GOAL: Can you copy out the material below, switching every "be located" to "be found" and leaving everything else unchanged?

RECORDS FOR THIS EXERCISE:
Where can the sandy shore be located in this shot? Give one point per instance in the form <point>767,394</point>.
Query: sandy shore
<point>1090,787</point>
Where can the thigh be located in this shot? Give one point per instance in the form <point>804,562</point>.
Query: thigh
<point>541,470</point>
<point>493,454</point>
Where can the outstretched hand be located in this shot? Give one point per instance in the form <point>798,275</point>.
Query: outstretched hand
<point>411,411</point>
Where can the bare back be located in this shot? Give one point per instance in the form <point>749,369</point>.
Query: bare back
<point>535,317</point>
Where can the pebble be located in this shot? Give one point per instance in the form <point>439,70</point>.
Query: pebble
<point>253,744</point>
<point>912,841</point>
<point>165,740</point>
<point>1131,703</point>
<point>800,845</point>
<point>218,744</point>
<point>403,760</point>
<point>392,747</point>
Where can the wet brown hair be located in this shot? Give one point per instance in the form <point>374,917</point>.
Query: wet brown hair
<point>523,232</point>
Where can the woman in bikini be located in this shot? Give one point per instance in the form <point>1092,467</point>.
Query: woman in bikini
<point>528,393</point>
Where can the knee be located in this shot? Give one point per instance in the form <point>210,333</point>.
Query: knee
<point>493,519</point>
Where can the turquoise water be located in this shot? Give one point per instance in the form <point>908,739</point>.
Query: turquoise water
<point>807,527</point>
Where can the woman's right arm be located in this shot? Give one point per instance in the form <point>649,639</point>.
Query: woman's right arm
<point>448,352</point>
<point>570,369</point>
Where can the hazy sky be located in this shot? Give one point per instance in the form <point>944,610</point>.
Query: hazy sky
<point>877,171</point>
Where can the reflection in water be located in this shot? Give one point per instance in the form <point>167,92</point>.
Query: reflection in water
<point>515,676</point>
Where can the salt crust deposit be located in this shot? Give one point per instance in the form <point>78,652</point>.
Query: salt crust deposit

RESULT OF THE EXERCISE:
Where can the sandy shore be found in this shot? Give one point per instance in the form <point>767,394</point>.
Query: sandy shore
<point>1090,787</point>
Where can the thigh be found in this shot? Give one point per instance in the form <point>804,562</point>.
Query: thigh
<point>541,470</point>
<point>493,454</point>
Where can the outstretched hand be found in this shot? Give one point per instance in the form <point>798,275</point>.
Query: outstretched hand
<point>411,411</point>
Where can the bare back be found in this shot? Give one point per instance in the form <point>749,369</point>.
Query: bare back
<point>535,317</point>
Where can the pebble be found in this shot? Give one point per instance in the form <point>439,70</point>.
Query: pebble
<point>253,744</point>
<point>912,841</point>
<point>165,740</point>
<point>1131,703</point>
<point>800,845</point>
<point>218,744</point>
<point>403,760</point>
<point>392,747</point>
Where can the wet brown hair be found in this shot? Give one point per instance in the form <point>374,917</point>.
Query: wet brown hair
<point>523,232</point>
Where can the woman in bikini be found in this shot? Give one point per instance in the form <point>1092,467</point>.
Query: woman in bikini
<point>528,393</point>
Where can the knee be found in this shot? Give one point per instance in the form <point>210,333</point>.
Query: knee
<point>493,519</point>
Where can the turquoise water be found in this shot? Give one point per instance in the form <point>908,739</point>.
Query: turquoise water
<point>807,527</point>
Where can the woman's right arm be found in this shot? Give one point per instance in the form <point>649,639</point>.
Query: woman's right arm
<point>448,352</point>
<point>570,369</point>
Where can the hazy sky be found in this shot? Give one point per instance in the form <point>944,610</point>.
Query: hazy sky
<point>877,171</point>
Where can the reflection in water be found in this shot? Give one point per instance in the form <point>167,92</point>.
Query: reflection in water
<point>515,676</point>
Where can the salt crust deposit be found in this shot? Give one point per instance in the form <point>78,652</point>.
Query: salt crust deposit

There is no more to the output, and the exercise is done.